Requirement
The listing, minus its pictures, is to be given again exactly.

Data for this task
BEGIN

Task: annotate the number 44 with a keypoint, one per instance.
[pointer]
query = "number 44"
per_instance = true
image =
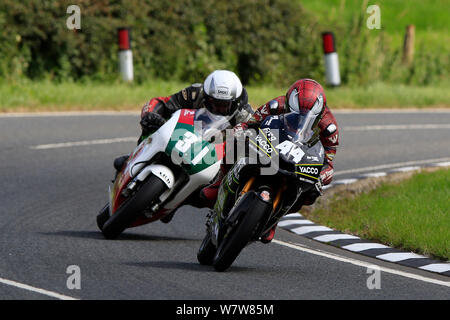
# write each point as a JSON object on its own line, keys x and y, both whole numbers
{"x": 289, "y": 149}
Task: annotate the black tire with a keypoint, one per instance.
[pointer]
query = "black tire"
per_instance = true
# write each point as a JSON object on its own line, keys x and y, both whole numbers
{"x": 103, "y": 216}
{"x": 206, "y": 252}
{"x": 133, "y": 207}
{"x": 238, "y": 238}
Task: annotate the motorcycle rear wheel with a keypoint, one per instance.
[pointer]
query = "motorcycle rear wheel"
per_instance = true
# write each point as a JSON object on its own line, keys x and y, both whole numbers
{"x": 238, "y": 238}
{"x": 133, "y": 207}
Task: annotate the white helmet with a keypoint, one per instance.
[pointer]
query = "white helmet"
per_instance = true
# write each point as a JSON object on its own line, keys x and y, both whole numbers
{"x": 222, "y": 90}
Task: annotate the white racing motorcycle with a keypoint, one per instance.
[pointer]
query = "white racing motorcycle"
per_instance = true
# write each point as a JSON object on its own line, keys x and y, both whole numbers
{"x": 166, "y": 168}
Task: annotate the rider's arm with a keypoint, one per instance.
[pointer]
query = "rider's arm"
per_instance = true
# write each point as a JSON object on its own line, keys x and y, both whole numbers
{"x": 188, "y": 98}
{"x": 273, "y": 107}
{"x": 329, "y": 136}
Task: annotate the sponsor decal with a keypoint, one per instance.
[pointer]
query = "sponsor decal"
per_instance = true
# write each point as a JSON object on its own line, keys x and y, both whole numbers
{"x": 263, "y": 143}
{"x": 184, "y": 93}
{"x": 309, "y": 170}
{"x": 333, "y": 139}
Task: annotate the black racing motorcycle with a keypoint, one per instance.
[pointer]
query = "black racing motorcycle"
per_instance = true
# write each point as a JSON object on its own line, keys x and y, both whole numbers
{"x": 250, "y": 200}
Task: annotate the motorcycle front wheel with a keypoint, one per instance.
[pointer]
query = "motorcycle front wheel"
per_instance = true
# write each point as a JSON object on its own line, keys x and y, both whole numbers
{"x": 133, "y": 207}
{"x": 239, "y": 236}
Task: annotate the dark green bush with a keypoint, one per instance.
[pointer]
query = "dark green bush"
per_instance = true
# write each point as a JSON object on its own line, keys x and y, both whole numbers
{"x": 262, "y": 40}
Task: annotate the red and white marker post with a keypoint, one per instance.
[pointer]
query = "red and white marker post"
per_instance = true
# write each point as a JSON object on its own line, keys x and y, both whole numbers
{"x": 125, "y": 54}
{"x": 333, "y": 77}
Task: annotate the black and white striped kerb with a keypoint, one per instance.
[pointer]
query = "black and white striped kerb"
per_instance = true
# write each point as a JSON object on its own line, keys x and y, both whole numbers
{"x": 298, "y": 224}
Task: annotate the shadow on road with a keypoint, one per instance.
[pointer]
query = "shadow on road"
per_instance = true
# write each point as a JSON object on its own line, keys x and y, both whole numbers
{"x": 123, "y": 237}
{"x": 178, "y": 265}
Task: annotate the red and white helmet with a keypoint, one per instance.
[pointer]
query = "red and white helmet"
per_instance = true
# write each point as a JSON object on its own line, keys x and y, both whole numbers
{"x": 303, "y": 94}
{"x": 307, "y": 99}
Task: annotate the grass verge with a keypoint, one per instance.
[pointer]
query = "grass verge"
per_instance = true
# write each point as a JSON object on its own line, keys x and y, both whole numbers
{"x": 32, "y": 96}
{"x": 407, "y": 211}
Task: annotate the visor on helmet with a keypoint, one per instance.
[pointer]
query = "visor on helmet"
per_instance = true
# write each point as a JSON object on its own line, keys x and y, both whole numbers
{"x": 217, "y": 106}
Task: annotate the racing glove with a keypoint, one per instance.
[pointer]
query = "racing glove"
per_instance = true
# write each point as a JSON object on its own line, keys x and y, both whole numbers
{"x": 151, "y": 122}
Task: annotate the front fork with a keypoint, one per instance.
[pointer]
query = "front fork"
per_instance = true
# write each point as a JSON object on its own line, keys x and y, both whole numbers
{"x": 218, "y": 222}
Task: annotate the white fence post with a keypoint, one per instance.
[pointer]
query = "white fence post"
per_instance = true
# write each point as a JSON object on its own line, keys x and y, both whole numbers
{"x": 125, "y": 54}
{"x": 333, "y": 77}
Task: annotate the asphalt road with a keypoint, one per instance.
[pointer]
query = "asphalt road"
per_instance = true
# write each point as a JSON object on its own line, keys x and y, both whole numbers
{"x": 50, "y": 198}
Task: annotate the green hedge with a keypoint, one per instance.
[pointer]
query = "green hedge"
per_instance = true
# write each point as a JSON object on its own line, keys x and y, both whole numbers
{"x": 265, "y": 41}
{"x": 262, "y": 40}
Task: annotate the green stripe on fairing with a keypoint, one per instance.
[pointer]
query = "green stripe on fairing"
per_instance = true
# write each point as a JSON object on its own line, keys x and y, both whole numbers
{"x": 196, "y": 147}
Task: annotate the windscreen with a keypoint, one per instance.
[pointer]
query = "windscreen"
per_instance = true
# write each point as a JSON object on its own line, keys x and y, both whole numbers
{"x": 300, "y": 125}
{"x": 209, "y": 123}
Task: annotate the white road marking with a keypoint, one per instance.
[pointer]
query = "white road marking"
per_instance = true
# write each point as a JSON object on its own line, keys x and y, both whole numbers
{"x": 334, "y": 237}
{"x": 361, "y": 263}
{"x": 437, "y": 267}
{"x": 37, "y": 290}
{"x": 68, "y": 114}
{"x": 397, "y": 127}
{"x": 392, "y": 165}
{"x": 406, "y": 169}
{"x": 81, "y": 143}
{"x": 374, "y": 175}
{"x": 284, "y": 222}
{"x": 304, "y": 230}
{"x": 345, "y": 181}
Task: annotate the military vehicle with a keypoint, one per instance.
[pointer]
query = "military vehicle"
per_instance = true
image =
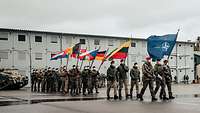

END

Solved problem
Task: annotate the number 44 with a keypoint, one per instance.
[pointer]
query = "number 44"
per_instance = true
image =
# write each point as a JSON object on its own line, keys x and y, both whole numbers
{"x": 289, "y": 149}
Task: annotate the black tire with a keypoint, one per instance.
[pointer]
query = "black tire"
per_instance = true
# write each point as a JSON object on its own line, keys x and y, both whole numbers
{"x": 103, "y": 216}
{"x": 206, "y": 252}
{"x": 133, "y": 207}
{"x": 238, "y": 238}
Task: annotate the motorcycle rear wheel with a keypoint, one per instance.
[pointer]
query = "motorcycle rear wheel"
per_instance = true
# write each point as a JSON object on its own line, keys x and y, both whole numbers
{"x": 238, "y": 238}
{"x": 133, "y": 207}
Task: annotate the white helmet with a keypoint, one per instance.
[pointer]
query = "white helmet"
per_instance = true
# write each point as a JSON object on its own line, keys x and y, both whole numbers
{"x": 222, "y": 90}
Task: annotate the white racing motorcycle with a keypoint, one per instance.
[pointer]
query = "white racing motorcycle"
per_instance = true
# write each point as a JSON object on its own line, keys x and y, both whole numbers
{"x": 166, "y": 168}
Task: annotate the rider's arm with a keypoint, one per instance.
[pointer]
query = "rider's arm"
per_instance = true
# write each point as a JSON object on its own line, keys x and y, both whole numbers
{"x": 188, "y": 98}
{"x": 273, "y": 107}
{"x": 329, "y": 136}
Task: annotate the sponsor decal with a keypoint, one per instance.
[pointer]
query = "sponsor decal"
per_instance = true
# write each point as a JSON object on its own line, keys x and y, both whole numbers
{"x": 263, "y": 143}
{"x": 184, "y": 93}
{"x": 309, "y": 170}
{"x": 333, "y": 139}
Task: annotate the black racing motorcycle with a keypoint, one per instance.
[pointer]
query = "black racing motorcycle"
per_instance = true
# write each point as a JSON object on its own line, keys x and y, both whole numbers
{"x": 250, "y": 200}
Task: annotate the motorcycle front wheel with a keypoint, one per instance.
[pointer]
query = "motorcycle front wheel"
per_instance = true
# write each point as a JSON object on its own line, keys x and y, both whole numbers
{"x": 133, "y": 207}
{"x": 239, "y": 236}
Task: annotate the dark green bush with a keypoint, one per instance.
[pointer]
query = "dark green bush"
per_instance = true
# write each point as a JSON object on its own line, keys x and y, both whole numbers
{"x": 262, "y": 40}
Task: annotate the red and white marker post with a keypoint, one per instance.
[pointer]
query = "red and white marker post"
per_instance = true
# write each point as a JSON object on its own line, keys x and y, both whole numbers
{"x": 125, "y": 54}
{"x": 333, "y": 77}
Task: annotate the black and white striped kerb with a keypoint, one per instance.
[pointer]
query = "black and white striped kerb"
per_instance = true
# write each point as a JSON object on its own line, keys x and y, both whole numbers
{"x": 298, "y": 224}
Task: annotate the shadow on road with a keypoint, one per instance.
[pointer]
query = "shadow on road"
per_instance = true
# write each point as a JSON object on its own line, keys x and y, both whole numbers
{"x": 123, "y": 237}
{"x": 178, "y": 265}
Task: annotate the red and white helmet with a keypoint, one per instance.
[pointer]
query = "red and white helmet"
per_instance = true
# write each point as a JSON object on its own line, keys x and y, both whole numbers
{"x": 303, "y": 94}
{"x": 307, "y": 99}
Task: annotate the grass verge with a keypoint, one per instance.
[pointer]
query = "grass verge"
per_instance = true
# write each point as a JSON object on its own line, keys x and y, both whole numbers
{"x": 32, "y": 96}
{"x": 407, "y": 211}
Task: annotate the visor on helmet with a keypoint, one per instance.
[pointer]
query = "visor on helmet"
per_instance = true
# write each point as a JSON object on its own line, keys x and y, both whole numbers
{"x": 217, "y": 106}
Task: annotate the racing glove with a keypoint, one per instance.
[pointer]
query = "racing glove"
per_instance = true
# write each point as a JSON object on its own line, keys x and y, both whole numbers
{"x": 151, "y": 122}
Task: annotate the front fork with a keypoint, one per instance.
[pointer]
query = "front fork"
per_instance = true
# write each point as a JSON object on its own line, keys x and y, both whole numbers
{"x": 218, "y": 222}
Task: annotate the white fence post with a keypoint, one per instance.
[pointer]
query = "white fence post"
per_instance = true
# write each point as a JSON object on its own line, keys x and y, both whole numbers
{"x": 125, "y": 54}
{"x": 333, "y": 77}
Task: annotate the asphalt road with a keypoint, one per instance.
[pointer]
query = "asphalt road"
per_instance = true
# write each point as a JSON object on its own line, keys x and y, both whole numbers
{"x": 50, "y": 198}
Task: annotate the green hedge with a keypoint, one per instance.
[pointer]
query = "green hedge"
per_instance = true
# write each point as a JSON object on its own line, keys x and y, both whole numbers
{"x": 265, "y": 41}
{"x": 262, "y": 40}
Task: annotate the green stripe on fairing with a keypoint, one per instance.
[pointer]
query = "green stripe on fairing"
per_instance = true
# write each point as a JSON object on its own line, keys x and y, both whole numbers
{"x": 196, "y": 147}
Task: annotate the windscreen with a keypoint, one per instance.
[pointer]
query = "windscreen"
per_instance = true
# write each point as a JSON object on its own line, keys x and y, both whole numbers
{"x": 300, "y": 125}
{"x": 209, "y": 123}
Task: annotate the white road marking with a keypoint, one per instance.
[pointer]
query = "white road marking"
per_instance = true
# write each point as a JSON object on its own line, keys x and y, both whole numbers
{"x": 334, "y": 237}
{"x": 361, "y": 263}
{"x": 437, "y": 267}
{"x": 37, "y": 290}
{"x": 68, "y": 114}
{"x": 397, "y": 127}
{"x": 392, "y": 165}
{"x": 406, "y": 169}
{"x": 81, "y": 143}
{"x": 374, "y": 175}
{"x": 284, "y": 222}
{"x": 304, "y": 230}
{"x": 345, "y": 181}
Task: annotate the military vehicle with a keypoint, one per instance.
[pointer]
query = "military vehicle"
per_instance = true
image =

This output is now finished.